** Start Given records **

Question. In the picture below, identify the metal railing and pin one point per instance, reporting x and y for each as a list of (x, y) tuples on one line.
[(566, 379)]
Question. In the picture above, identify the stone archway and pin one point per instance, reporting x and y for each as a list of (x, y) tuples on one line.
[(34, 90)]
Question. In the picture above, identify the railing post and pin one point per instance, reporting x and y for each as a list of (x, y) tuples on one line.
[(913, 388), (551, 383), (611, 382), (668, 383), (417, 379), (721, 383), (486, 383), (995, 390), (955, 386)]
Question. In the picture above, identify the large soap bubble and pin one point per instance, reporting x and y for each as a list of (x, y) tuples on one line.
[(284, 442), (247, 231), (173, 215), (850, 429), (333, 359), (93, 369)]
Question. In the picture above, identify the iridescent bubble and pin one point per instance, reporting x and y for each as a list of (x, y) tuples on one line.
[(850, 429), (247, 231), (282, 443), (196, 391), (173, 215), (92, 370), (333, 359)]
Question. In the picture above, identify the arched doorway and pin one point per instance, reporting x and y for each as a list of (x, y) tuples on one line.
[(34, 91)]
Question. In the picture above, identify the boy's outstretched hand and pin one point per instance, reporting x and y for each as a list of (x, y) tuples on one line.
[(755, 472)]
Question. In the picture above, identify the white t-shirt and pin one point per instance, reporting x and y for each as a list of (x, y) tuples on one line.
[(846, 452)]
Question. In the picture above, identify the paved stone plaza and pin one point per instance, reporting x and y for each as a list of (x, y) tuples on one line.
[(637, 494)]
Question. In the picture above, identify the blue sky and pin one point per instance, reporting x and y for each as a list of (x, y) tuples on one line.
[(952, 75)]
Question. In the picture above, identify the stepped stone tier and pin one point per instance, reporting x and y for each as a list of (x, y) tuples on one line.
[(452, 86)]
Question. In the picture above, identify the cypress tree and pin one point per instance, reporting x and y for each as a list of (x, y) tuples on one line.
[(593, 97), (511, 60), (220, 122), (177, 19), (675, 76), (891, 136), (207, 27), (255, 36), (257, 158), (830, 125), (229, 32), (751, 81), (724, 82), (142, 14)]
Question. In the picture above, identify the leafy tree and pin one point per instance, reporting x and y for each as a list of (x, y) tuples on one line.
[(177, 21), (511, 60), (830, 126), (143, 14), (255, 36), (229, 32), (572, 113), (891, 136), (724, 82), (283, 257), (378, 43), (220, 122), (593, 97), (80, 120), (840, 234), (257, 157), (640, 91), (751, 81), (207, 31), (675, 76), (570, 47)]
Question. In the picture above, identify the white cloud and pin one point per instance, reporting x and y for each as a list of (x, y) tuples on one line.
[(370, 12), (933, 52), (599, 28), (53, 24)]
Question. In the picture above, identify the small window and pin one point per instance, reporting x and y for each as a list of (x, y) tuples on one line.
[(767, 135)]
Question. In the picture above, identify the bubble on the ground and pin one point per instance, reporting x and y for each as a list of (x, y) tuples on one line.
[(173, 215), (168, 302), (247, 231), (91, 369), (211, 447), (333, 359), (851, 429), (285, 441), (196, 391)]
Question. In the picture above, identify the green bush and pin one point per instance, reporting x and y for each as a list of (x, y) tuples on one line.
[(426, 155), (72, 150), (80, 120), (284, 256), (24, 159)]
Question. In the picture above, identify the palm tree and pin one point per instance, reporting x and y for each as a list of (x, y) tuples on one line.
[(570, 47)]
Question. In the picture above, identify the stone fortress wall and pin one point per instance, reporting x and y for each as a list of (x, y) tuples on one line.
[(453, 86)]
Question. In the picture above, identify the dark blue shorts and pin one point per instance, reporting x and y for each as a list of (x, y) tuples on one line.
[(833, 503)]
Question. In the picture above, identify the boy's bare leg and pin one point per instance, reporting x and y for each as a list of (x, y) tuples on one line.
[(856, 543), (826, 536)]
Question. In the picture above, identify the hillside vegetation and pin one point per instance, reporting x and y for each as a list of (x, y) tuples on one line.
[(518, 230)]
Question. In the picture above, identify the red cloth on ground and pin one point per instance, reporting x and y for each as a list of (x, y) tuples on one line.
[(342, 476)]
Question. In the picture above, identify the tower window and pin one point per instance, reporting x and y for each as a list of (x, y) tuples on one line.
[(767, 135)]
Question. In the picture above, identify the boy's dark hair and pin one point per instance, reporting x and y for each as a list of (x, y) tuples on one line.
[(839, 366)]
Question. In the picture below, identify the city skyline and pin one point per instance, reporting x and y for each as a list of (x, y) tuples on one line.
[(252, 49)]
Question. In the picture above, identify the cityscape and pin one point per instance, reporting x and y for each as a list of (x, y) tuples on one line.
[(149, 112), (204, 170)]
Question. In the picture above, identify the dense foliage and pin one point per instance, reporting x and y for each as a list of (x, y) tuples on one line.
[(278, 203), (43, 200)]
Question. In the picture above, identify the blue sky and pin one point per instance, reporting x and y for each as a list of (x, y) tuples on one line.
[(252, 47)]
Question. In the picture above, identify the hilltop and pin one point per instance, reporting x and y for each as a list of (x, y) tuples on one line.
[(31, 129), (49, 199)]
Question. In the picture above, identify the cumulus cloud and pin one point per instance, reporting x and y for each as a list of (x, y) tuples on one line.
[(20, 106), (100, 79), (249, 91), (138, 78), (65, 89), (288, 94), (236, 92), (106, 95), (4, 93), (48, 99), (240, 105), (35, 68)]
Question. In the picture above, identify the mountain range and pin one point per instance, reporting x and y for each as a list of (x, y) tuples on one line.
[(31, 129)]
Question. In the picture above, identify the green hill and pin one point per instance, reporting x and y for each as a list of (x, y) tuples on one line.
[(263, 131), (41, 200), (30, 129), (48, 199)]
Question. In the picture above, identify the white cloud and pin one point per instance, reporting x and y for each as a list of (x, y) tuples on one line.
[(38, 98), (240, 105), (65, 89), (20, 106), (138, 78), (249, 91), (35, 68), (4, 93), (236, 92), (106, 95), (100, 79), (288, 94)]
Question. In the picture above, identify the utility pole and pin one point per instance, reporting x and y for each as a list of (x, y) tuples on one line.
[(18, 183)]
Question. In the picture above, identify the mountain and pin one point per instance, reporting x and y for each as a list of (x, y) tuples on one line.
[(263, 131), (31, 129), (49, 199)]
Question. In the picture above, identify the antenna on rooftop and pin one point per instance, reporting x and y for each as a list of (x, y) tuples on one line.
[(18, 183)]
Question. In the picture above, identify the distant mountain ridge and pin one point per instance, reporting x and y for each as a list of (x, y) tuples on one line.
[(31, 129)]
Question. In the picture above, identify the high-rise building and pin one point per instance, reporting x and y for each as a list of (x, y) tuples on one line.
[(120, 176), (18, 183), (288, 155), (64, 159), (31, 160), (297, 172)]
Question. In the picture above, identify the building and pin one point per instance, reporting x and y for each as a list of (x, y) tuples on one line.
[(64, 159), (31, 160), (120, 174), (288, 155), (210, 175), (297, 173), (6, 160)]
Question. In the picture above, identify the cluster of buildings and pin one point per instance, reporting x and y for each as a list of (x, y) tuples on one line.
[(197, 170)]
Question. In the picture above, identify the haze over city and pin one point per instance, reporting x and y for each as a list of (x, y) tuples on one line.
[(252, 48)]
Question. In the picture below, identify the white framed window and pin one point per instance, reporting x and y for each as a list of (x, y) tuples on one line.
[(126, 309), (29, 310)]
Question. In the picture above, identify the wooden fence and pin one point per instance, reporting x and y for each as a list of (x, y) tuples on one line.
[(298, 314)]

** End Given records **

Aim of the task: Format the records from the line containing "Question. In the picture above, identify the utility" through the line containing "[(197, 170)]" as a JSON list of strings, one string per line, with blank lines left out.

Written solution:
[
  "Question. In the picture above, identify the utility pole and pin one point per instance, reporting x and y for each as a list of (x, y) tuples on one line.",
  "[(18, 183)]",
  "Question. In the picture above, identify the mountain and pin one point per instance, reporting x and y for each as a list of (x, y) tuples on one line.",
  "[(263, 131), (31, 129), (49, 199)]",
  "Question. In the picture above, identify the antenna on rooftop and pin one point per instance, reporting x and y for each as a list of (x, y) tuples on one line.",
  "[(18, 183)]",
  "Question. In the picture above, identify the distant mountain ridge and pin one point per instance, reporting x and y for each as a list of (x, y) tuples on one line.",
  "[(31, 129)]",
  "Question. In the picture above, identify the high-rise building and pin one point per instance, reporting x and y for each as a list of (x, y) tuples on one line.",
  "[(120, 176), (18, 183), (288, 155), (64, 159), (31, 160), (297, 172)]",
  "Question. In the picture above, identify the building and pin one point per instance, reporting x and y for each as a list of (x, y) tuples on one line.",
  "[(64, 159), (31, 160), (120, 174), (288, 155), (210, 175), (297, 173), (6, 160)]",
  "Question. In the picture above, identify the cluster of buildings and pin one point per instance, reporting x and y for each as a list of (x, y) tuples on one line.",
  "[(197, 170)]"
]